The first missiles fell at 5 a.m. local time on February 24. Following weeks of military build-up and increasingly antagonistic comments, Russian president Vladimir Putin launched a full-scale military invasion of Ukraine. As civilians fled their homes, towards the border or into underground shelters, the global creative community was quick to respond. From Poland to Portugal, Russia to Ukraine, illustrators and designers captured the world’s reactions to the chaos and confusion when the news stopped making sense.
“I think everyone who woke up to the horrible news [that morning] found it difficult to carry on with business as usual,” says Ed Dingli, an illustrator based in Lisbon, Portugal. “It’s so tough to digest injustices that you see going on in the world, drawing is my way of processing it. I guess it’s a form of catharsis, but it’s also a weapon of expression, a show of solidarity.”

######

Instruction A:
Reproduce word for word the part of the passage about artists reacting to the invasion of Ukraine, starting at "The first missiles" and ending at "stopped making sense.".
The rows that follow have no connection to the passage about artists reacting to the invasion of Ukraine.

######

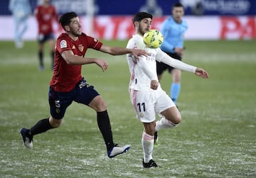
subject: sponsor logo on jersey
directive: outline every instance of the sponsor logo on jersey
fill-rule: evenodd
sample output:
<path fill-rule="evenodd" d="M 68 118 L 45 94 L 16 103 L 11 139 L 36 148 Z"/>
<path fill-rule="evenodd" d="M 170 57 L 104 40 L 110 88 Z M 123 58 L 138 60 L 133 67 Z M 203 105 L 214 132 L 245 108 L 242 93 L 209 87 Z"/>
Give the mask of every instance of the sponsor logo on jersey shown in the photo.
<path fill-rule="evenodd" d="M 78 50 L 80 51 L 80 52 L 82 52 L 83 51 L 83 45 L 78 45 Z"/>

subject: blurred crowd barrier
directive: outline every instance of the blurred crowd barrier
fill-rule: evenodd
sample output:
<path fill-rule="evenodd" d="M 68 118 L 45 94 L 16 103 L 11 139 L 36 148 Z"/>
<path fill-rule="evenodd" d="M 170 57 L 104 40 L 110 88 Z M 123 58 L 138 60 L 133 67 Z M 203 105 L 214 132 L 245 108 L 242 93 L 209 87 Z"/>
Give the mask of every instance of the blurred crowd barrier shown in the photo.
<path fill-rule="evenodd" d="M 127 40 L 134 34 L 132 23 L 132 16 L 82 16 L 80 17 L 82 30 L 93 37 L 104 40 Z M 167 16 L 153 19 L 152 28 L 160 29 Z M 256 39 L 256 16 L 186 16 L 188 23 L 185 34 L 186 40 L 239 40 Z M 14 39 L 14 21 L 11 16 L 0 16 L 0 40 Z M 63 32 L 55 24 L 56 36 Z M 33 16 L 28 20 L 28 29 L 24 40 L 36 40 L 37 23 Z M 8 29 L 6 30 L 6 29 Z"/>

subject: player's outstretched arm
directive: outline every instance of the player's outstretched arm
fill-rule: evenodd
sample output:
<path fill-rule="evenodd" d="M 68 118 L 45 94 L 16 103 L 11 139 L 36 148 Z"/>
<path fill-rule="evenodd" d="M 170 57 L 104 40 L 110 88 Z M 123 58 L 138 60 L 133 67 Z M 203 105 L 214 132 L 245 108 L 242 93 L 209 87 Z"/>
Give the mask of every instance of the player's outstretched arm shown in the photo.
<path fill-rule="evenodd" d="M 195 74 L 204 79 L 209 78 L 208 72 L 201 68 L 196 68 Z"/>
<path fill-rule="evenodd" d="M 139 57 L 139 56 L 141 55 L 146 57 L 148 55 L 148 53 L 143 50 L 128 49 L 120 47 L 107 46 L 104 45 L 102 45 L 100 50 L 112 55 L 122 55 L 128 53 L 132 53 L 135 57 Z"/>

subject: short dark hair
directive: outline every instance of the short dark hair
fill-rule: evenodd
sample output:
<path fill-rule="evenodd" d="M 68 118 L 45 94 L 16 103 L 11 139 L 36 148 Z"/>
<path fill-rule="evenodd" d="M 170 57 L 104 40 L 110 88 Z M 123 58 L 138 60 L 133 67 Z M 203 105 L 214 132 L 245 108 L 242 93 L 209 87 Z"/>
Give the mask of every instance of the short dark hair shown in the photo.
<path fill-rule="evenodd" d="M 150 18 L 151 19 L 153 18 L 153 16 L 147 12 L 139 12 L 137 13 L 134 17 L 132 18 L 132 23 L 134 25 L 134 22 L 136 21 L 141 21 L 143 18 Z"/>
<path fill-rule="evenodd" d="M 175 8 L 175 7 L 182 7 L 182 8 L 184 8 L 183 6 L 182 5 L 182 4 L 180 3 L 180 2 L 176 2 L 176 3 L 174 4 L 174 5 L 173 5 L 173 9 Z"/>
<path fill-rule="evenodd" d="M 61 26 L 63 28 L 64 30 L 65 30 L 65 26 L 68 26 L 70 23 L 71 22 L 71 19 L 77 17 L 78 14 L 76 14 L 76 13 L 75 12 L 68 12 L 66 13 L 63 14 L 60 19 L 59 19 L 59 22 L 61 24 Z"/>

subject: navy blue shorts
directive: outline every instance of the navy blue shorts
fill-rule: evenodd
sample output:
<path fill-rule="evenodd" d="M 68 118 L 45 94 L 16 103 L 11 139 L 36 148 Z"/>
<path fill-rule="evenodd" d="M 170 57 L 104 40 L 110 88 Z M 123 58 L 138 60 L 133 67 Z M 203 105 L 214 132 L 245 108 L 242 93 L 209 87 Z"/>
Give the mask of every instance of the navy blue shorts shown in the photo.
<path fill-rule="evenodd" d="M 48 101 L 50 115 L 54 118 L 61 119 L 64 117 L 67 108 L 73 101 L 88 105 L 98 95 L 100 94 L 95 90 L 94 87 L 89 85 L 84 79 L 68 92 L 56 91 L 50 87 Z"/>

######

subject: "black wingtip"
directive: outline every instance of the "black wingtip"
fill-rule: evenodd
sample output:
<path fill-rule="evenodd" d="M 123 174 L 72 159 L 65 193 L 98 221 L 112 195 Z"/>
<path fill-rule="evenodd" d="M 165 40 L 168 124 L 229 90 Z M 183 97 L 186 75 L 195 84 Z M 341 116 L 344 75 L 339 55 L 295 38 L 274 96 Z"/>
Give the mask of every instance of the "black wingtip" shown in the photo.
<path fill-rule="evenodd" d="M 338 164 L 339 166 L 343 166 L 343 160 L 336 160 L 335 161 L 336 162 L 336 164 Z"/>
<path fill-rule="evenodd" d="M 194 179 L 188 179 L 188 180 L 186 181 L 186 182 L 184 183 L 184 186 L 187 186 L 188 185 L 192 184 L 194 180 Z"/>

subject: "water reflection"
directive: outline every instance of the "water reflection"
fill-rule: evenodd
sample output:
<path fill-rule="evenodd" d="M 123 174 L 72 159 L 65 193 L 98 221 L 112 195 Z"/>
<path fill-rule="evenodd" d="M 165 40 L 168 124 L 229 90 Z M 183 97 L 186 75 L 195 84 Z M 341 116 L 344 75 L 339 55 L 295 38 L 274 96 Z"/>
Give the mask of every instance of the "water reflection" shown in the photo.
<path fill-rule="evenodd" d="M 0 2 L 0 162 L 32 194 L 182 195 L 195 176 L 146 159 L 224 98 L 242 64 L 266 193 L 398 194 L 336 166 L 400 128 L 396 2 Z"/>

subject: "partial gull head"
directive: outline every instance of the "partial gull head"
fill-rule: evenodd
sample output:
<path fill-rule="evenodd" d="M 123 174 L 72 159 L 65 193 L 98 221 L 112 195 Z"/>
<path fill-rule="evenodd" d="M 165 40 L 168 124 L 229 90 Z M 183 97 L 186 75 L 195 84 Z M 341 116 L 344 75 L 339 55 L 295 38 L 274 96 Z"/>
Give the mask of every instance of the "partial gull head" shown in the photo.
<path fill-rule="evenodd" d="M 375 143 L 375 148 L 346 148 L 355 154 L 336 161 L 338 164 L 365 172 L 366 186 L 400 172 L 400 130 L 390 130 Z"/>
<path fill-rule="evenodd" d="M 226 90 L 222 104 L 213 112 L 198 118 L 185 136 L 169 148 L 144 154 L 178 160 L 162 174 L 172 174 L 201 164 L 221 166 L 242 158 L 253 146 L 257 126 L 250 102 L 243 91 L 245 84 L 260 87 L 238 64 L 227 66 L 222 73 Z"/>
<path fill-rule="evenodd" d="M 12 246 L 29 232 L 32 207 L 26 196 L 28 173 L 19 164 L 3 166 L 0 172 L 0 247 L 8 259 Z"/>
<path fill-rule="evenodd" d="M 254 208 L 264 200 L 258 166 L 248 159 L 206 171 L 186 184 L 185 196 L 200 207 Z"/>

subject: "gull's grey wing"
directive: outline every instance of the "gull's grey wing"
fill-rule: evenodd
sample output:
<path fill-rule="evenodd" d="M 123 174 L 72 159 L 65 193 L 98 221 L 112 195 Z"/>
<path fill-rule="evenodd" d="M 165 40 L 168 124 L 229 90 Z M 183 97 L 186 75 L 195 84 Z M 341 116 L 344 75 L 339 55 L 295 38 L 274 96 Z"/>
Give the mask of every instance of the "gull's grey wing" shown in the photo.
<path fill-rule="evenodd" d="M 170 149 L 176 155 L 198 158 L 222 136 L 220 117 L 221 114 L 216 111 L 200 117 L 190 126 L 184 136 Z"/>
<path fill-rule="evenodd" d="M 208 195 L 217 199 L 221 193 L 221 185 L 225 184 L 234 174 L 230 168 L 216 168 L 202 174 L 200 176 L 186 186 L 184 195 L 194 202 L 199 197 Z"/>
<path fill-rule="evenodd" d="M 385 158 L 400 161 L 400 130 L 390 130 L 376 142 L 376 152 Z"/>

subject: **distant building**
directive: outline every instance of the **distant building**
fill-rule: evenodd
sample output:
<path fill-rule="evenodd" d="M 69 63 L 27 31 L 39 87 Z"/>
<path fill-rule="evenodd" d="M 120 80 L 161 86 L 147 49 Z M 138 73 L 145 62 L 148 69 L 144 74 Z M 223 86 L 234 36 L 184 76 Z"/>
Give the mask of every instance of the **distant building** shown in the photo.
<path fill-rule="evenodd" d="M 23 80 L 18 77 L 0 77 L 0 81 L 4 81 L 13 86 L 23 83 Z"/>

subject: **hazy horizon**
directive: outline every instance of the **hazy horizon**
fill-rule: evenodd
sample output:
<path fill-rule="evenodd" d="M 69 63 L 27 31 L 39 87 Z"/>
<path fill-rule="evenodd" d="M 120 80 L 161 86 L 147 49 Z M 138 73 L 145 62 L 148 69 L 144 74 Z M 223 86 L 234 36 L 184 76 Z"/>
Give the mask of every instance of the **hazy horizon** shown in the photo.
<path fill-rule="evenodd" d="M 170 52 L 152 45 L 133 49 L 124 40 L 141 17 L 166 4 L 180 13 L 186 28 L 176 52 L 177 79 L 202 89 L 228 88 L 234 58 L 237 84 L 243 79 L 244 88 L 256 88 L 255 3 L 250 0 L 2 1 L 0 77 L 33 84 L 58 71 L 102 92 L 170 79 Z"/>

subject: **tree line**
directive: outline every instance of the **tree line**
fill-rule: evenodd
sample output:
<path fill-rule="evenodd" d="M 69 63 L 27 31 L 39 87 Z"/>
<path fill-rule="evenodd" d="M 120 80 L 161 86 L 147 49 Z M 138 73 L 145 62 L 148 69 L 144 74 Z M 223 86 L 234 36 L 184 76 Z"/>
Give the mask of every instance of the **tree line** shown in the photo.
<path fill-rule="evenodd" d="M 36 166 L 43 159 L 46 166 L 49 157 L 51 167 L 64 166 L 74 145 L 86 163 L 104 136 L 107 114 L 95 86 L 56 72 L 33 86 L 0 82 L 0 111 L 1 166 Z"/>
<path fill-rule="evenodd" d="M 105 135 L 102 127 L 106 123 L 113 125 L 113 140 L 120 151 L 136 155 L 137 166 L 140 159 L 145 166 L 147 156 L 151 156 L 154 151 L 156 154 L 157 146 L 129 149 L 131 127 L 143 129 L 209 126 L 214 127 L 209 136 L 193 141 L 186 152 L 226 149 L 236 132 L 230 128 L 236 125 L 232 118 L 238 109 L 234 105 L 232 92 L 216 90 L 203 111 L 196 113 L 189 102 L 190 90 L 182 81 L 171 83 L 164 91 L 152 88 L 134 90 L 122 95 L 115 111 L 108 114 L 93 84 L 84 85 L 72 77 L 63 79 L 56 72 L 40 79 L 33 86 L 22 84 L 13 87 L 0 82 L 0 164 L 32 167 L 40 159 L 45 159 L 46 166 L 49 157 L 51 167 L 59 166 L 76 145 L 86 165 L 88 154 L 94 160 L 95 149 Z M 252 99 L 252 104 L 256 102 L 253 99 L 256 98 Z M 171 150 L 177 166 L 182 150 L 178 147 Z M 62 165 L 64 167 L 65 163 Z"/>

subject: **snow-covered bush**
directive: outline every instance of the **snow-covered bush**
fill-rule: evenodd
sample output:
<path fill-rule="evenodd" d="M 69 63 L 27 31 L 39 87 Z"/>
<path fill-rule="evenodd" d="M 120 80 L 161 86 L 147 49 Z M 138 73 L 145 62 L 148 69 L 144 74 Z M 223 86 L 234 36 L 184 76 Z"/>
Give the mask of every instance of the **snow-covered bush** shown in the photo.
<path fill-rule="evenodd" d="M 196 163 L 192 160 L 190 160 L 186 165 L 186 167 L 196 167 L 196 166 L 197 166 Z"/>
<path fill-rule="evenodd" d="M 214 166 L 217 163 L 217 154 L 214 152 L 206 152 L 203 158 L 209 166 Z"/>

######

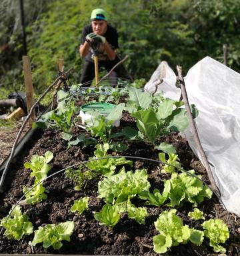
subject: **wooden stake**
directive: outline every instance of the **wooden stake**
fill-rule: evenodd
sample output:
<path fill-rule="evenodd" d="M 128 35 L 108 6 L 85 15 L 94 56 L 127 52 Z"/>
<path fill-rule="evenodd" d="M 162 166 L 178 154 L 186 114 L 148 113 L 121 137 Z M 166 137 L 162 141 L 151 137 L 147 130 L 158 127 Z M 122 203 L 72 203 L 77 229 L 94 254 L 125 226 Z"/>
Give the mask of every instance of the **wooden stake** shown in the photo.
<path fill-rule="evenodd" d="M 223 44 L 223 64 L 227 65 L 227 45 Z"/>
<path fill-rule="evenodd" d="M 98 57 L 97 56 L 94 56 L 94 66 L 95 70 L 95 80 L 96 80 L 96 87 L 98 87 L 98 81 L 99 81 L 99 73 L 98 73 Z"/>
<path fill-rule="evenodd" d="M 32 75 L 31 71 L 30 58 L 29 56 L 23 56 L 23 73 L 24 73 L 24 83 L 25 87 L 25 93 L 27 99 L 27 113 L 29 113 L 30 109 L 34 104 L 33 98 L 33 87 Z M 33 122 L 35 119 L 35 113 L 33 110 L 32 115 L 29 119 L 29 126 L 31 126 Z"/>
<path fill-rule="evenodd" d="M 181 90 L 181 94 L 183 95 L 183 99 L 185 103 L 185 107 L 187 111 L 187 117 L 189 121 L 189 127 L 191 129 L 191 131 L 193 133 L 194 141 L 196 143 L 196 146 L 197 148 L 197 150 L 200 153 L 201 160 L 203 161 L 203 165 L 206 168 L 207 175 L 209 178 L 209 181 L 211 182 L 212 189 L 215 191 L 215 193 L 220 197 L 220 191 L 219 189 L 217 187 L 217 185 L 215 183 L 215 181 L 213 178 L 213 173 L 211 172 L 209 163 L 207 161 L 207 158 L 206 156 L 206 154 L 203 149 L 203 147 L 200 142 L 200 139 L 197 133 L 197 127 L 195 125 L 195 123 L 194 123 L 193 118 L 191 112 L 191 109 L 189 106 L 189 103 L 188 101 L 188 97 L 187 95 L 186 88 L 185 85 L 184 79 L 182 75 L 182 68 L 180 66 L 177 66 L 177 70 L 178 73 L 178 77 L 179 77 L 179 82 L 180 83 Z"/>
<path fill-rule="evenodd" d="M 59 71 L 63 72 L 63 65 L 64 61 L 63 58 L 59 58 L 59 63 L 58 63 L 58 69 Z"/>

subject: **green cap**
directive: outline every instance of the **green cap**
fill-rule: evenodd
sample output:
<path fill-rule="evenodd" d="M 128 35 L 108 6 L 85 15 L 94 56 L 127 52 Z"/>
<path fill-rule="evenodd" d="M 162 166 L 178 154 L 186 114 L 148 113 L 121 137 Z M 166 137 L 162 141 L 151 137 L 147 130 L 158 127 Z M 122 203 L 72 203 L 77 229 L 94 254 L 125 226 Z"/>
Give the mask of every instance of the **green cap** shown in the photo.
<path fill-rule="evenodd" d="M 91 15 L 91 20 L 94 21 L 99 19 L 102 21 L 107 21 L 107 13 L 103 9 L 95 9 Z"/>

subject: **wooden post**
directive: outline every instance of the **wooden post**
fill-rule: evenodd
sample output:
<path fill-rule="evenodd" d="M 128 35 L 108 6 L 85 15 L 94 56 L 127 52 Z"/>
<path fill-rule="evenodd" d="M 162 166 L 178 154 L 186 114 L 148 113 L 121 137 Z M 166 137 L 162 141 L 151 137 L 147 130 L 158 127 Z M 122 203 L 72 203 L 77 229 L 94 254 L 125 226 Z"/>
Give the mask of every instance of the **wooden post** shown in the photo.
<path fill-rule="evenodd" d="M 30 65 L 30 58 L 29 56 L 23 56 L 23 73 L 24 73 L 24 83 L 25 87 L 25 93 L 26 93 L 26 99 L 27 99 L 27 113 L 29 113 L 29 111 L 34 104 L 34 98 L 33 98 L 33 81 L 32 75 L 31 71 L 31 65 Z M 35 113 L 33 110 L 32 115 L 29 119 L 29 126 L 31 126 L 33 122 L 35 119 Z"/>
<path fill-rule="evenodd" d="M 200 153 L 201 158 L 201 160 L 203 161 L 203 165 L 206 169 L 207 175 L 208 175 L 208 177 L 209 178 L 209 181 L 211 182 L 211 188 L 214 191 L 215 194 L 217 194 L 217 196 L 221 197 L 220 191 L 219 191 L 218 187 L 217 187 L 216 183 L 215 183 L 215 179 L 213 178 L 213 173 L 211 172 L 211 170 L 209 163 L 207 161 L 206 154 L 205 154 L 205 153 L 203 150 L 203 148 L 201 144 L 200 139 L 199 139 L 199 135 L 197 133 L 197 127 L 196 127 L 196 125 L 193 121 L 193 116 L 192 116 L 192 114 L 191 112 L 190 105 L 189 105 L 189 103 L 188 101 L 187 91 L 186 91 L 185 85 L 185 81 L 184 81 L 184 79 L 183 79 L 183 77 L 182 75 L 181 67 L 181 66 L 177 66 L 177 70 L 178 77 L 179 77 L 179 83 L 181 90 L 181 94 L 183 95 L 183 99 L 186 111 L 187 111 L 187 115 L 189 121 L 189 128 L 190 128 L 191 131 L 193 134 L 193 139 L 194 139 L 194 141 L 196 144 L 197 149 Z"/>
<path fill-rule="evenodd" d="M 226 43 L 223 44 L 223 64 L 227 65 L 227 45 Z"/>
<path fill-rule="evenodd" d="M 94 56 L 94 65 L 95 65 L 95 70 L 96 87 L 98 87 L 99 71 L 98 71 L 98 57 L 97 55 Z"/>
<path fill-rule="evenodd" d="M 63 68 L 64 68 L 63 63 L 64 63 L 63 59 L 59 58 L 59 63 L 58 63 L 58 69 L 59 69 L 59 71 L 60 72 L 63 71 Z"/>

######

Instruction B:
Quote the rows starting at the row that contains "subject: navy blue shorts" and ending at the row that contains "48 101 L 50", including both of those rows.

Task output A:
The first missiles fell at 5 a.m. local time on February 24. Following weeks of military build-up and increasingly antagonistic comments, Russian president Vladimir Putin launched a full-scale military invasion of Ukraine. As civilians fled their homes, towards the border or into underground shelters, the global creative community was quick to respond. From Poland to Portugal, Russia to Ukraine, illustrators and designers captured the world’s reactions to the chaos and confusion when the news stopped making sense.

Task output B:
subject: navy blue shorts
directive: outline every instance of the navy blue shorts
fill-rule: evenodd
sample output:
<path fill-rule="evenodd" d="M 68 118 L 45 94 L 16 103 L 11 139 L 36 148 Z"/>
<path fill-rule="evenodd" d="M 170 57 L 104 40 L 110 88 Z M 123 58 L 138 60 L 133 67 Z M 203 105 L 214 132 L 245 108 L 242 93 L 209 87 Z"/>
Give the mask of every instance of the navy blue shorts shown in the photo.
<path fill-rule="evenodd" d="M 48 101 L 50 115 L 54 118 L 61 119 L 64 117 L 67 108 L 73 101 L 88 105 L 98 95 L 100 94 L 95 90 L 94 87 L 89 85 L 84 79 L 68 92 L 56 91 L 50 87 Z"/>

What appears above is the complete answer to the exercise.